TASK STATEMENT =
Leave the pictures out and restate every line below exactly.

[Records contained in a dataset]
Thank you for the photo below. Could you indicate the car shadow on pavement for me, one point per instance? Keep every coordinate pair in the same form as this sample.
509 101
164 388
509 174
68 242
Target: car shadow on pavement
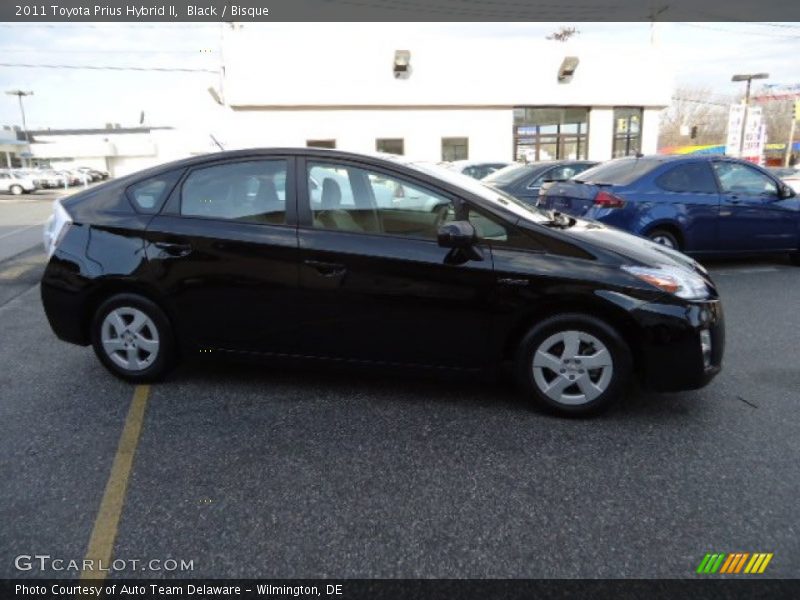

THE ANSWER =
Thank you for the photo below. Could you indicate the car shadow on pavement for me, one point per instance? Keep every coordinate pair in the same form as this sample.
509 101
164 388
509 174
68 242
Target: car shadow on pavement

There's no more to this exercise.